→ Objective 1:
Duplicate the part of the scheduled monuments list that opens with the words containing "Derbyshire has over" and closes with "over 20 bridges.".
═══ Passage shown ═══
= Scheduled monuments in Derby =

List of protected ancient monuments in Derby, England

This is a list of scheduled monuments in the City of Derby unitary authority in the English county of Derbyshire.

In the United Kingdom, a scheduled monument is a "nationally important" archaeological site or historic building that has been given protection against unauthorised change by being placed on a list (or "schedule") by the Secretary of State for Culture, Media and Sport; English Heritage takes the leading role in identifying such sites. Scheduled monuments are defined in the Ancient Monuments and Archaeological Areas Act 1979 and the National Heritage Act 1983. There are about 20,000 scheduled monument entries on the list, which is maintained by English Heritage; more than one site can be included in a single entry.

While a scheduled monument can also be recognised as a listed building, English Heritage considers listed building status as a better way of protecting buildings than scheduled monument status. If a monument is considered by English Heritage to "no longer merit scheduling" it can be descheduled.

Derbyshire has over 500 scheduled monuments including many stone cairns, stone circles, barrow burial mounds, lead mining relics, ancient settlements, and over 20 bridges.
═══ Records provided ═══
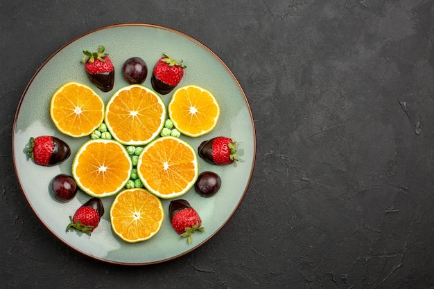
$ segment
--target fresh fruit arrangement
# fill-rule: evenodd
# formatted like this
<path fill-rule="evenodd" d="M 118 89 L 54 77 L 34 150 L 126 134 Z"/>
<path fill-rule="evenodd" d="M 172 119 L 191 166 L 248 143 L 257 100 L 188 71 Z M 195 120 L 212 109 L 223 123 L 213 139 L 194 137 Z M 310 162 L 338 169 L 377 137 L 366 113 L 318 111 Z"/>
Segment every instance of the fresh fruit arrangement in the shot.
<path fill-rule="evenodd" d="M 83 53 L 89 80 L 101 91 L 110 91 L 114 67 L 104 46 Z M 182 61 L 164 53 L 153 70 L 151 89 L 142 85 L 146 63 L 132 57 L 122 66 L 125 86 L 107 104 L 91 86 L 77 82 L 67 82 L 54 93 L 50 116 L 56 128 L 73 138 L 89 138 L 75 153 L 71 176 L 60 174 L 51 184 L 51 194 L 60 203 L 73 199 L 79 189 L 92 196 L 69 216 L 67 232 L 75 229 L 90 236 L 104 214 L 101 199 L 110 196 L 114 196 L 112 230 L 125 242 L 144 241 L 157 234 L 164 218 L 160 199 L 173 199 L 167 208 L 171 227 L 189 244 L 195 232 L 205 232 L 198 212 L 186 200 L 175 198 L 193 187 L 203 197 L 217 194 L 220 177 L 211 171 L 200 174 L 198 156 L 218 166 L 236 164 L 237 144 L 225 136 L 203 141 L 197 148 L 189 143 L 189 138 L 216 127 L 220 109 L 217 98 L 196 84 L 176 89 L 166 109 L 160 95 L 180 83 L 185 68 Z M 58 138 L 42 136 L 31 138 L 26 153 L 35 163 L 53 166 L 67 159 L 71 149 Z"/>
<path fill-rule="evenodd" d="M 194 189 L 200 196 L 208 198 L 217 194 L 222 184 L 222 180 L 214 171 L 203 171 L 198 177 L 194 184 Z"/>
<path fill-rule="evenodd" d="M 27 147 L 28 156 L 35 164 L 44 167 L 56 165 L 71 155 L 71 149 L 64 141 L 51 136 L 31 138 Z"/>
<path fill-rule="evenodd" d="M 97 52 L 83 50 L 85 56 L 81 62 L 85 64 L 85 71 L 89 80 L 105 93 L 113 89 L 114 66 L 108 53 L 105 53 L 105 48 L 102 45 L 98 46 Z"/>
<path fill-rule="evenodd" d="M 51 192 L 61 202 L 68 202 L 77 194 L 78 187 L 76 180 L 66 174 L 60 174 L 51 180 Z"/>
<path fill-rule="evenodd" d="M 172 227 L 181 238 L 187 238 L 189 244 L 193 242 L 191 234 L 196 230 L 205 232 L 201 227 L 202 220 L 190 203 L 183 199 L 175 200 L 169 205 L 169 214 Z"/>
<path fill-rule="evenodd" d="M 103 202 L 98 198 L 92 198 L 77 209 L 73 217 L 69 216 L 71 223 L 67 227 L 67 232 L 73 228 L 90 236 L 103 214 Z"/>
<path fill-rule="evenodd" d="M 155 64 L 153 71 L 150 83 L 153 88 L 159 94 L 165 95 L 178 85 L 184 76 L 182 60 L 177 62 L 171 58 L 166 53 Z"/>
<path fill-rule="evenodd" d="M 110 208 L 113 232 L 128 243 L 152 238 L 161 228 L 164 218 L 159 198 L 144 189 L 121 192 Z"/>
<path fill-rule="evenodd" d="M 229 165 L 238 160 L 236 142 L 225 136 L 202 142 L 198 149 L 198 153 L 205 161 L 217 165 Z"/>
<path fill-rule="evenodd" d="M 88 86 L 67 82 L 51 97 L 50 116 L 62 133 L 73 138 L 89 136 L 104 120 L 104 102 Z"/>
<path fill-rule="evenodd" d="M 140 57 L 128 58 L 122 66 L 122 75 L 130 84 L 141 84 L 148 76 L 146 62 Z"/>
═══
═══ Records provided ═══
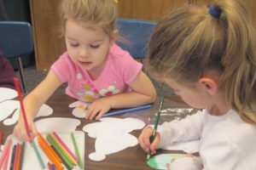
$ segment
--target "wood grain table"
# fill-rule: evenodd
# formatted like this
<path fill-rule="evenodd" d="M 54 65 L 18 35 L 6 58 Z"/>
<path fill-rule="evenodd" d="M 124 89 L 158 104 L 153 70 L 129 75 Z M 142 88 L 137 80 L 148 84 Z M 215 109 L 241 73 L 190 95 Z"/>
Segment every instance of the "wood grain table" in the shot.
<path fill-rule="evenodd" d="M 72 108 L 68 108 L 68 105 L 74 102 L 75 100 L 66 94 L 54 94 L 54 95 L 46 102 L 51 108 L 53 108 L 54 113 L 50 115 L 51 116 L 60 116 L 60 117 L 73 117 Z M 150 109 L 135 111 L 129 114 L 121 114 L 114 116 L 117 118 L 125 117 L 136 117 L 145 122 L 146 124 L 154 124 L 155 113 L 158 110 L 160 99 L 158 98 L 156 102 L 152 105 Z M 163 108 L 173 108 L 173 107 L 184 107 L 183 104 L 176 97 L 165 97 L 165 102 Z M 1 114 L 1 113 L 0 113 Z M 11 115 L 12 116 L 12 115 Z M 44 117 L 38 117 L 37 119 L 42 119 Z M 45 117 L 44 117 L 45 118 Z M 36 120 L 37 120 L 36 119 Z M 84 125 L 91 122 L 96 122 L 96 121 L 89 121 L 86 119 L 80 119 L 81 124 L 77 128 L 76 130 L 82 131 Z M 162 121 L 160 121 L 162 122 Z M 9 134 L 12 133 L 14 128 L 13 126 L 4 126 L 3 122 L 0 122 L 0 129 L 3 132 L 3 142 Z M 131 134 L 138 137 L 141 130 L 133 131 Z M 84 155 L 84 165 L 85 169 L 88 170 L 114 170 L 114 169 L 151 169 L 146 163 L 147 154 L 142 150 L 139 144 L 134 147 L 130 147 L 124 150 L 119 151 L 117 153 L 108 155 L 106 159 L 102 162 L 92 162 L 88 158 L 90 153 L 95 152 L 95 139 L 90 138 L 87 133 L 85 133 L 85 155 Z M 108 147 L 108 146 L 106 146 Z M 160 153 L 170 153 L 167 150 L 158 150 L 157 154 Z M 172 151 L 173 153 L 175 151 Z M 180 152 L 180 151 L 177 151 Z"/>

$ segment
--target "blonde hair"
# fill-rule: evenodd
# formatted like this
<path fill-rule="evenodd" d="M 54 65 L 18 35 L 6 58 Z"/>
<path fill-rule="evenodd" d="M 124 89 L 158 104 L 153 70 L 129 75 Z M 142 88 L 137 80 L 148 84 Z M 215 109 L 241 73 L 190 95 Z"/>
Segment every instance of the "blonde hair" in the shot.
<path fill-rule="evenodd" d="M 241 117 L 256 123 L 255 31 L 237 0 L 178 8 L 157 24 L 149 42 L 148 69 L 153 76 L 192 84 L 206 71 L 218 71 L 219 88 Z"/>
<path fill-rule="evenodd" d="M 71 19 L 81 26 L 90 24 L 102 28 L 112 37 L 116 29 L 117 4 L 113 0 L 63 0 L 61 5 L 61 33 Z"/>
═══
═══ Records provided ═══
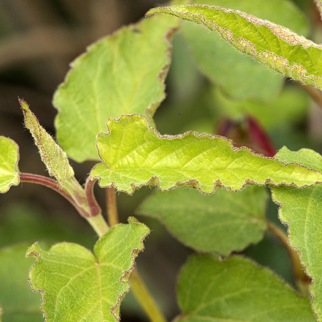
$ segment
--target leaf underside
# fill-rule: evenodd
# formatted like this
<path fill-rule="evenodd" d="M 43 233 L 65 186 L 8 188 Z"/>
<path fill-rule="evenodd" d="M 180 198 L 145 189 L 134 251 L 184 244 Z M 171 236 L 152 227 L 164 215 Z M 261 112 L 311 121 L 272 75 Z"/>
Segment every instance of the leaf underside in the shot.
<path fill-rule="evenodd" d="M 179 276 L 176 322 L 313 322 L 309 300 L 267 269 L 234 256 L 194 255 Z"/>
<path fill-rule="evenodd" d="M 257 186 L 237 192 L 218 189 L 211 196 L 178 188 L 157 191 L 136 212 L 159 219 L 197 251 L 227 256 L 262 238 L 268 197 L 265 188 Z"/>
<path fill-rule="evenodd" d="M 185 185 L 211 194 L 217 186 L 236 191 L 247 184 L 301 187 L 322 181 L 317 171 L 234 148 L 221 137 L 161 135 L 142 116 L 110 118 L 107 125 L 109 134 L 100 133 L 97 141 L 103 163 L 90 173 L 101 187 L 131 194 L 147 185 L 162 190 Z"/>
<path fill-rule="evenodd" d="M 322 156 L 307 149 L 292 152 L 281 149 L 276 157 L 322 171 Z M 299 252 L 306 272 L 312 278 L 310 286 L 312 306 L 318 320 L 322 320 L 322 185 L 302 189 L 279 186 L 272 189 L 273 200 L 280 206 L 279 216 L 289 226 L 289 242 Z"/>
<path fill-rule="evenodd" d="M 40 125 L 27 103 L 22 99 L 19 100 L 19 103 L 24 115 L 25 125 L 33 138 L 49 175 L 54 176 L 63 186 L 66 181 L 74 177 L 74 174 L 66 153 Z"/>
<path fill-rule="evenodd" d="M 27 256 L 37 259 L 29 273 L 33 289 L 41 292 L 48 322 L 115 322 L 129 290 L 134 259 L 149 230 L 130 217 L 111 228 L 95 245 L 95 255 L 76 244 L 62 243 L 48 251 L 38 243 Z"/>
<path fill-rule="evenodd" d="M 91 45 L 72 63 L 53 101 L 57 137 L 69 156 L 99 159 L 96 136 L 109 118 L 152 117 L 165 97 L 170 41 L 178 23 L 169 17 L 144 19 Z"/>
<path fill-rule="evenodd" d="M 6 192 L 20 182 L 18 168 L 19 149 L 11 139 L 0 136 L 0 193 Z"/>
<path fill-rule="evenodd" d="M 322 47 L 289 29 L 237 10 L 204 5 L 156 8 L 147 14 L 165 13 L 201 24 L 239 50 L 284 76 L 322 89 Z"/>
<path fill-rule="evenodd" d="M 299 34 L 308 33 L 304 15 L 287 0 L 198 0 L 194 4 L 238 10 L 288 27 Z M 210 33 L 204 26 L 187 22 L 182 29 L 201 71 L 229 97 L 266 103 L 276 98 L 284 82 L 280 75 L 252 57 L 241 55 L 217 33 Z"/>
═══
→ Objective 2:
Pull out each line of the records that holds the string "target".

→ Complete response 1:
Derbyshire has over 500 scheduled monuments including many stone cairns, stone circles, barrow burial mounds, lead mining relics, ancient settlements, and over 20 bridges.

→ Complete response 2:
--target fresh fruit arrangement
--target "wood grain table"
--target "blonde hair"
--target leaf underside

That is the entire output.